What the exercise asks:
The whole listing is to be repeated exactly. Add nothing.

Given records:
● ● ●

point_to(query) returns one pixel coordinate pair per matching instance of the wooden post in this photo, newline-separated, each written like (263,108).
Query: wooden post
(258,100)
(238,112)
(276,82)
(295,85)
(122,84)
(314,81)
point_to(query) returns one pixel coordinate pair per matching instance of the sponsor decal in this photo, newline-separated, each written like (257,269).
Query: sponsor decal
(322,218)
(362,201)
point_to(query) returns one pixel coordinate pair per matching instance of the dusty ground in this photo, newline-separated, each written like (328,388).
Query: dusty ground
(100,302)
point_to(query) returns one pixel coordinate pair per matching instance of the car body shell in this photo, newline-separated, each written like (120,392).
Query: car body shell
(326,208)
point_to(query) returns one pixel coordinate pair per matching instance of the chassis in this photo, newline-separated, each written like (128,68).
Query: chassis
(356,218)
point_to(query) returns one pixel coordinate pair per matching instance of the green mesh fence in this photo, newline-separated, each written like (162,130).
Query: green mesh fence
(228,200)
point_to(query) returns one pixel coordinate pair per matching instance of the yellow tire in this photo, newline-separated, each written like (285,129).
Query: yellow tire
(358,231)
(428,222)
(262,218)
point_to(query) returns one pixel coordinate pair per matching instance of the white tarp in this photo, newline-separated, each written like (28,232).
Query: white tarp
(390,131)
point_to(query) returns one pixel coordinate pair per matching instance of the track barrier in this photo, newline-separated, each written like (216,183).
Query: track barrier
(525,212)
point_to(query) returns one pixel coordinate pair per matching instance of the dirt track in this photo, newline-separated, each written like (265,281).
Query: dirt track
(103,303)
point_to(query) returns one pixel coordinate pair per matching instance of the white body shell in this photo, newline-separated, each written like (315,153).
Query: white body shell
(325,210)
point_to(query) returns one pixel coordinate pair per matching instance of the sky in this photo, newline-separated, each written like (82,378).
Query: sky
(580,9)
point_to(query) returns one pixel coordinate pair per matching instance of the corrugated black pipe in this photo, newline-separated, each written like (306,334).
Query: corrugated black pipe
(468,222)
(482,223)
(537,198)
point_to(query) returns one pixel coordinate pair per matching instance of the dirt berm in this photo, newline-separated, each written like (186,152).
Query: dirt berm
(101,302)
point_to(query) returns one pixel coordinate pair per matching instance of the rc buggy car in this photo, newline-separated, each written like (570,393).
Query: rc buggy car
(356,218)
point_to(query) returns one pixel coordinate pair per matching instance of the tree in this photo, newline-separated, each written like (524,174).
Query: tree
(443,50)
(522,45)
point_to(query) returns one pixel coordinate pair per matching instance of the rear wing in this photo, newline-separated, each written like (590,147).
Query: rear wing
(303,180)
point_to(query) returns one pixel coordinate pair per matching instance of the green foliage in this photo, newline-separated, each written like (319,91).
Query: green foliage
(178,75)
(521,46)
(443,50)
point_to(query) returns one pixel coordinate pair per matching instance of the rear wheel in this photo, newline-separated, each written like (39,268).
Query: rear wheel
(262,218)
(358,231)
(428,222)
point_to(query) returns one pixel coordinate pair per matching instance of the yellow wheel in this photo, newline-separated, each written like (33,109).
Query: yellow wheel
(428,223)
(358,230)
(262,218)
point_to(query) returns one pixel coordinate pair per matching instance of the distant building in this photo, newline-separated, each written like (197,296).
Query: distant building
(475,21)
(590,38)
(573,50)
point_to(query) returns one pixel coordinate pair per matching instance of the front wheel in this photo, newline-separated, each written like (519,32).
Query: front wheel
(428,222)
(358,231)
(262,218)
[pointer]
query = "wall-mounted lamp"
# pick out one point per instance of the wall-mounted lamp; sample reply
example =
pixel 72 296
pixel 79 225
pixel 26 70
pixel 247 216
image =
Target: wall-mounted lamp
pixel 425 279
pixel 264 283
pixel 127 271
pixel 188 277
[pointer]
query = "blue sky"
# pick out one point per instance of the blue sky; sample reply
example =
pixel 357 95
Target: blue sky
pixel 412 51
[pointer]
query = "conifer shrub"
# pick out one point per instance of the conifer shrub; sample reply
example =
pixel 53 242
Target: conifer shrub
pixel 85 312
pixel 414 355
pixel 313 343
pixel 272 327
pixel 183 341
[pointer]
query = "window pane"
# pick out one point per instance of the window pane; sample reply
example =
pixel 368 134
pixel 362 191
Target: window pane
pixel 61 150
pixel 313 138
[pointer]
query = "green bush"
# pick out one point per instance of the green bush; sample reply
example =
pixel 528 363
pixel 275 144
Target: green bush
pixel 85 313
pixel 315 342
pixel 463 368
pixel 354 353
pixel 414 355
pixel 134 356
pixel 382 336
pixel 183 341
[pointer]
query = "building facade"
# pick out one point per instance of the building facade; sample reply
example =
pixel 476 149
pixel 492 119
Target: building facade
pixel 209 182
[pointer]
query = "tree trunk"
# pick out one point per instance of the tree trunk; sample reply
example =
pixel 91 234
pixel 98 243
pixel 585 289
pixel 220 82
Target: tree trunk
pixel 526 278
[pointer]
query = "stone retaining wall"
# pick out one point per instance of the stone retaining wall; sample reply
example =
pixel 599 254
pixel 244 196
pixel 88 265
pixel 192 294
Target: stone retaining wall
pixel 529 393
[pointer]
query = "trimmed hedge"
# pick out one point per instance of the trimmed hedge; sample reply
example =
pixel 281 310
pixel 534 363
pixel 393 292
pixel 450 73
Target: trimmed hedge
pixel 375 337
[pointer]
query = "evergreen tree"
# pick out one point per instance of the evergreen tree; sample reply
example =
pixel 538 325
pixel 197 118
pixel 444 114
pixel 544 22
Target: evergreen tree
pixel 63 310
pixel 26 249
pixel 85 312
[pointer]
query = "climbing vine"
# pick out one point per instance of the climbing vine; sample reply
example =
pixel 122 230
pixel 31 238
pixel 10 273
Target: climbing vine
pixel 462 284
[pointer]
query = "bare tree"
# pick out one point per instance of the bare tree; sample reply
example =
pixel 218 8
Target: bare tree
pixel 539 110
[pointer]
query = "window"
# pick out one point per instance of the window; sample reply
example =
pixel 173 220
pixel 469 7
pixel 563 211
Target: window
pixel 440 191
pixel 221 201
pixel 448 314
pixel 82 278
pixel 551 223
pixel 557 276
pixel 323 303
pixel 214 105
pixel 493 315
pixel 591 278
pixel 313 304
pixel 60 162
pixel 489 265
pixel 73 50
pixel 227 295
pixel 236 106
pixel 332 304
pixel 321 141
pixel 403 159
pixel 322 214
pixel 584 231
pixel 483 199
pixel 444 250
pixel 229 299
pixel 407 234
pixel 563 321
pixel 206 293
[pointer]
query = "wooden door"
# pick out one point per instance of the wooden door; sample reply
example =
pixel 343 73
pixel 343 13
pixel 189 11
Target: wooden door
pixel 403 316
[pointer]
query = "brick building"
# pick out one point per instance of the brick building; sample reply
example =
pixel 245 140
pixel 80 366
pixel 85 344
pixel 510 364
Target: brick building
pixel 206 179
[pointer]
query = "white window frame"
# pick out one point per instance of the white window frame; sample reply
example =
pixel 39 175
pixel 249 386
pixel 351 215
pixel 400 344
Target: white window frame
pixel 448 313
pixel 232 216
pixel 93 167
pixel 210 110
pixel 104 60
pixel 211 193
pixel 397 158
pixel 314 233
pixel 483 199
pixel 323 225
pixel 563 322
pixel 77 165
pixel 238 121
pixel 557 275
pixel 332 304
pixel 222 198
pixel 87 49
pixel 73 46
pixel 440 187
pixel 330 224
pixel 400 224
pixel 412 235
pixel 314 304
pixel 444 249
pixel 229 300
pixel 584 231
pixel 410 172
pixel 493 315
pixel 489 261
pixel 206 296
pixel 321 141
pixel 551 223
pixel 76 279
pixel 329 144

● ● ●

Solution:
point_to(query) returns one pixel coordinate pair per matching instance of the wooden post in this photo, newline-separated, each written like (263,108).
Query: wooden post
(258,100)
(238,112)
(276,82)
(295,85)
(122,84)
(314,81)
point_to(query) returns one pixel coordinate pair per matching instance of the sponsor decal in this photo, newline-separated, each written like (257,269).
Query: sponsor decal
(322,218)
(362,201)
point_to(query) returns one pixel coordinate pair per matching instance of the dusty ground in this photo, newline-separated, each written like (328,388).
Query: dusty ground
(100,302)
point_to(query) returns one pixel coordinate pair per matching instance of the car body shell in this photo, newline-separated, each written like (120,392).
Query: car body shell
(326,208)
point_to(query) returns one pixel coordinate pair per matching instance of the chassis in this photo, newline-separated, each written like (128,68).
Query: chassis
(356,218)
point_to(query) returns one pixel coordinate pair per matching instance of the green mesh fence in this photo, newline-separated, each written like (162,130).
Query: green mesh fence
(228,200)
point_to(query) returns one pixel coordinate pair per matching instance of the yellow tire in this photo, newline-separated, each written like (285,129).
Query: yellow tire
(358,231)
(428,222)
(262,218)
point_to(query) returns one pixel coordinate pair per matching instance of the white tarp in this photo, newline-separated, each written like (28,232).
Query: white tarp
(390,131)
point_to(query) returns one pixel coordinate pair per matching instance of the track barrier in this photo, newline-separated, each written like (216,183).
Query: track barrier
(525,212)
point_to(query) returns one pixel coordinate pair per matching instance of the dirt track in this photo, newline-separated, each written like (265,281).
Query: dirt track
(103,303)
point_to(query) returns one pixel coordinate pair per matching instance of the white body shell in this photo, newline-separated, each written like (315,153).
Query: white body shell
(325,210)
point_to(query) returns one pixel coordinate pair per matching instance of the sky in this photo, newline-separated, each written like (82,378).
Query: sky
(580,9)
point_to(query) returns one pixel coordinate pair per matching instance of the corrugated black pipe in this photo, newline-separated, each written like (306,334).
Query: corrugated black pipe
(468,222)
(482,223)
(537,198)
point_to(query) returns one pixel coordinate pair per matching instance of the dirt berm in this photo, newline-separated, each written like (186,152).
Query: dirt berm
(101,302)
point_to(query) returns one pixel coordinate pair per matching instance of the rc buggy car in this photo, newline-separated, each written like (570,393).
Query: rc buggy car
(356,218)
point_to(query) returns one pixel coordinate pair per matching instance of the tree in this photo, newline-separated, each written like (524,174).
Query: tree
(443,50)
(522,45)
point_to(query) returns one pixel coordinate pair per matching instance of the rear wing in this photo, newline-separated, each written like (590,147).
Query: rear wing
(303,180)
point_to(query) returns one pixel coordinate pair per matching instance of the green foliage in this photo, newline-separated, each written like (319,91).
Query: green foliage
(178,75)
(521,46)
(443,50)
point_to(query) returns one pixel coordinate pair per matching instance of the rear wheel in this photo, newline-separated, each written like (39,268).
Query: rear wheel
(262,218)
(358,231)
(428,222)
point_to(query) returns one pixel coordinate pair per matching instance of the yellow wheel in this photo, newline-separated, each written like (33,109).
Query: yellow wheel
(428,223)
(358,230)
(262,218)
point_to(query) returns one pixel coordinate pair per matching instance of the distant building in this photo, newline-separated, each written like (197,296).
Query: distant building
(475,21)
(590,38)
(573,50)
point_to(query) returns one pixel coordinate pair per matching instance of the front wheel in this photo, newline-separated, each written like (519,32).
Query: front wheel
(428,222)
(358,231)
(262,218)
[pointer]
query = "wall-mounted lamp"
# pick out one point per instance of the wall-mounted lamp; sample reply
example =
pixel 72 296
pixel 79 225
pixel 26 70
pixel 247 216
image =
Target: wall-mounted lamp
pixel 425 279
pixel 264 283
pixel 127 271
pixel 188 277
[pointer]
query = "blue sky"
# pick out one point per instance of the blue sky; sample reply
example =
pixel 357 95
Target: blue sky
pixel 412 51
[pointer]
query = "conifer shrub"
# pick out one point per instance of the conifer shrub; sample reply
example =
pixel 53 242
Target: conifer shrub
pixel 85 312
pixel 414 355
pixel 313 343
pixel 272 327
pixel 183 341
[pointer]
query = "window pane"
# pick out one point per instance of the window pane; sample reply
example =
pixel 368 134
pixel 362 191
Target: window pane
pixel 61 150
pixel 313 138
[pointer]
query = "green bush"
# pick out one point per instance of the green bush; sample reply
example =
pixel 528 363
pixel 275 144
Target: green bush
pixel 85 313
pixel 315 342
pixel 463 368
pixel 354 353
pixel 414 355
pixel 134 356
pixel 382 336
pixel 183 341
[pointer]
query = "building facade"
# pick out one point per instance of the building facade; sample reply
example =
pixel 476 149
pixel 492 119
Target: building facade
pixel 209 182
[pointer]
query = "tree trunk"
# pick out one point per instance of the tree trunk; sample reply
example =
pixel 91 234
pixel 98 243
pixel 585 289
pixel 220 82
Target: tree trunk
pixel 526 278
[pointer]
query = "stone retaining wall"
# pick out one point per instance of the stone retaining wall; sample reply
example =
pixel 599 254
pixel 244 196
pixel 88 265
pixel 192 294
Target: stone retaining wall
pixel 529 393
[pointer]
query = "trimmed hedge"
# pick out one point per instance of the trimmed hedge; sample reply
example =
pixel 281 310
pixel 534 363
pixel 393 292
pixel 450 73
Target: trimmed hedge
pixel 375 337
[pointer]
query = "evergreen tree"
# pick out one point per instance of the evergreen tree; sample reply
example =
pixel 538 325
pixel 197 118
pixel 444 114
pixel 544 22
Target: evergreen tree
pixel 63 310
pixel 26 249
pixel 85 312
[pointer]
query = "climbing vine"
# pick out one point per instance of the climbing vine; sample reply
example =
pixel 122 230
pixel 31 238
pixel 10 273
Target: climbing vine
pixel 462 284
[pointer]
query = "bare tree"
# pick out one point per instance of the bare tree; sample reply
example =
pixel 218 8
Target: bare tree
pixel 539 110
[pointer]
query = "window"
# pick out one point per instance of the window; sample reply
example =
pixel 173 220
pixel 469 7
pixel 563 211
Target: window
pixel 440 191
pixel 221 201
pixel 448 314
pixel 82 278
pixel 551 223
pixel 557 276
pixel 323 303
pixel 214 105
pixel 493 315
pixel 591 278
pixel 313 304
pixel 60 162
pixel 489 265
pixel 73 50
pixel 227 295
pixel 236 106
pixel 332 304
pixel 321 141
pixel 403 159
pixel 322 214
pixel 584 231
pixel 483 199
pixel 444 250
pixel 229 299
pixel 407 234
pixel 563 321
pixel 206 293
[pointer]
query = "wooden door"
# pick out one point per instance of the wooden door; sample reply
example =
pixel 343 73
pixel 343 13
pixel 189 11
Target: wooden door
pixel 403 316
[pointer]
query = "brick building"
# pick out one point per instance of the brick building; sample reply
example =
pixel 245 140
pixel 80 366
pixel 85 344
pixel 510 364
Target: brick building
pixel 206 179
[pointer]
query = "white window frame"
# pick out one point per instance of the white window frame; sample reply
example =
pixel 39 175
pixel 249 386
pixel 351 215
pixel 400 344
Target: white window frame
pixel 448 313
pixel 232 216
pixel 93 167
pixel 210 110
pixel 104 60
pixel 211 193
pixel 397 158
pixel 314 233
pixel 483 199
pixel 323 225
pixel 563 322
pixel 77 165
pixel 238 121
pixel 557 275
pixel 332 304
pixel 222 198
pixel 87 49
pixel 73 46
pixel 440 187
pixel 330 224
pixel 400 224
pixel 412 235
pixel 314 304
pixel 444 249
pixel 229 300
pixel 584 231
pixel 410 172
pixel 493 315
pixel 489 261
pixel 206 296
pixel 321 141
pixel 551 223
pixel 76 279
pixel 329 144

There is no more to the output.